══ Extracted records ══

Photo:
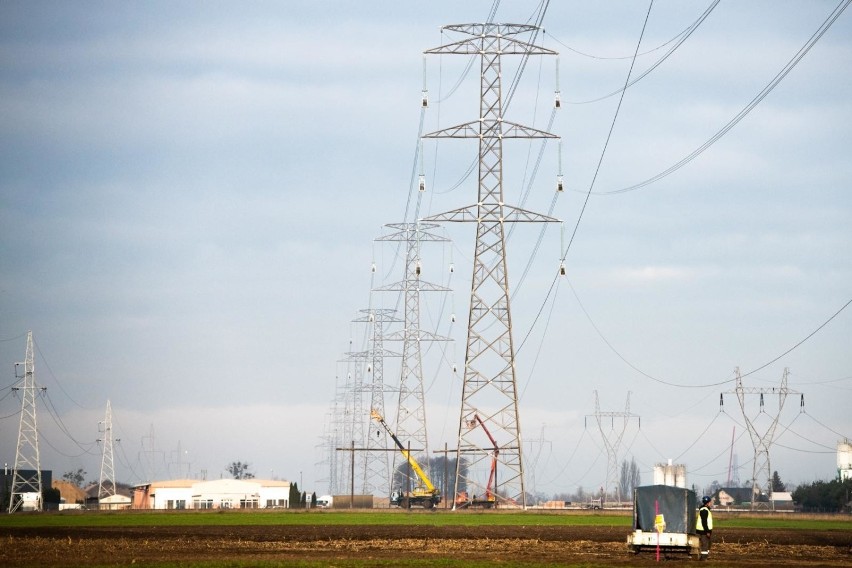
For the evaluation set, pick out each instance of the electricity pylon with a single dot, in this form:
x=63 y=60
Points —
x=376 y=466
x=26 y=476
x=612 y=442
x=490 y=389
x=354 y=413
x=106 y=483
x=761 y=478
x=411 y=407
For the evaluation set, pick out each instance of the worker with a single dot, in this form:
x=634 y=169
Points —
x=704 y=527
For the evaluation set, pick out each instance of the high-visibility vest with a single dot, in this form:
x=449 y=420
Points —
x=698 y=525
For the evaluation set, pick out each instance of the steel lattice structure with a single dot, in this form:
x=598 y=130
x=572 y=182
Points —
x=490 y=388
x=353 y=417
x=761 y=478
x=612 y=443
x=26 y=475
x=376 y=465
x=106 y=482
x=411 y=408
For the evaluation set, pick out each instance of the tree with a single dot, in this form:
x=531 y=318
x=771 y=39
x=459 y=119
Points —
x=75 y=477
x=777 y=484
x=295 y=496
x=239 y=470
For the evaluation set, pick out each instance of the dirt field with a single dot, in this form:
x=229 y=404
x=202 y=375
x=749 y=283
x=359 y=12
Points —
x=594 y=546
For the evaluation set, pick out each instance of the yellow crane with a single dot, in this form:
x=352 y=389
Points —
x=424 y=494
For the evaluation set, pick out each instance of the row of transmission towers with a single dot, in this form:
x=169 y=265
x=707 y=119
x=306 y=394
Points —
x=26 y=488
x=489 y=391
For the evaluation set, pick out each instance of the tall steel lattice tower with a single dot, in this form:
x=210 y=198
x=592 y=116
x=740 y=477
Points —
x=761 y=478
x=106 y=482
x=376 y=464
x=490 y=389
x=26 y=476
x=411 y=409
x=355 y=418
x=612 y=439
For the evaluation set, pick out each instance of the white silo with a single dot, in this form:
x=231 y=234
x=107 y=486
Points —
x=844 y=460
x=670 y=474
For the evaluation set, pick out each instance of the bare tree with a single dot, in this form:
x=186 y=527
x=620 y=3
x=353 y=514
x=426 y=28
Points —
x=75 y=477
x=239 y=470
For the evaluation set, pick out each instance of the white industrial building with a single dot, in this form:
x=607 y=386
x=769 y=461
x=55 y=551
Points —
x=216 y=494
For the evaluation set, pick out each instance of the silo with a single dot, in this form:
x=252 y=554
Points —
x=673 y=475
x=844 y=459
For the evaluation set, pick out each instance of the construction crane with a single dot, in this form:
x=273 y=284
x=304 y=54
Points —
x=490 y=499
x=424 y=494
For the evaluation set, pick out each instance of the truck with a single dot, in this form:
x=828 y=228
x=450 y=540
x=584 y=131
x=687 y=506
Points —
x=663 y=520
x=424 y=494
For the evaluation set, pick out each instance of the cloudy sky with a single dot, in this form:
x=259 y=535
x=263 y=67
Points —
x=190 y=195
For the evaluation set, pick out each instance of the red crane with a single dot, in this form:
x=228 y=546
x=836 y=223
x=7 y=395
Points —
x=490 y=499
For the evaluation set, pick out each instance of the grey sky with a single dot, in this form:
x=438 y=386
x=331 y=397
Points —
x=189 y=194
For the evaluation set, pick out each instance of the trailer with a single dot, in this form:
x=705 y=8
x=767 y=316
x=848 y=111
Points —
x=664 y=520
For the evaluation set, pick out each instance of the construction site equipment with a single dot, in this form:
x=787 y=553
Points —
x=424 y=494
x=489 y=500
x=664 y=520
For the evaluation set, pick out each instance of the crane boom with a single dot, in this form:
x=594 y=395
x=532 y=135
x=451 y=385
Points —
x=411 y=461
x=489 y=494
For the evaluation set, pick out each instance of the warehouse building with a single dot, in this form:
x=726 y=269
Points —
x=217 y=494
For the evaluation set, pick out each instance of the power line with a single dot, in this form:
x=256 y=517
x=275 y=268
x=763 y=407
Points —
x=747 y=109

═══

* _Task goal_
Reproduce verbatim the lines of the entries above, starting at the line containing "For the evaluation set, pick out each instance of the yellow" and ending at the line containing "x=489 y=391", both included.

* _Solution for this exercise_
For the evaluation set, pick out each instance of the yellow crane with a single dot, in this form:
x=352 y=389
Points —
x=424 y=494
For the evaluation set, pick out each instance of the row of transmission towers with a single dot, in this form:
x=169 y=265
x=707 y=119
x=306 y=394
Points —
x=26 y=488
x=489 y=391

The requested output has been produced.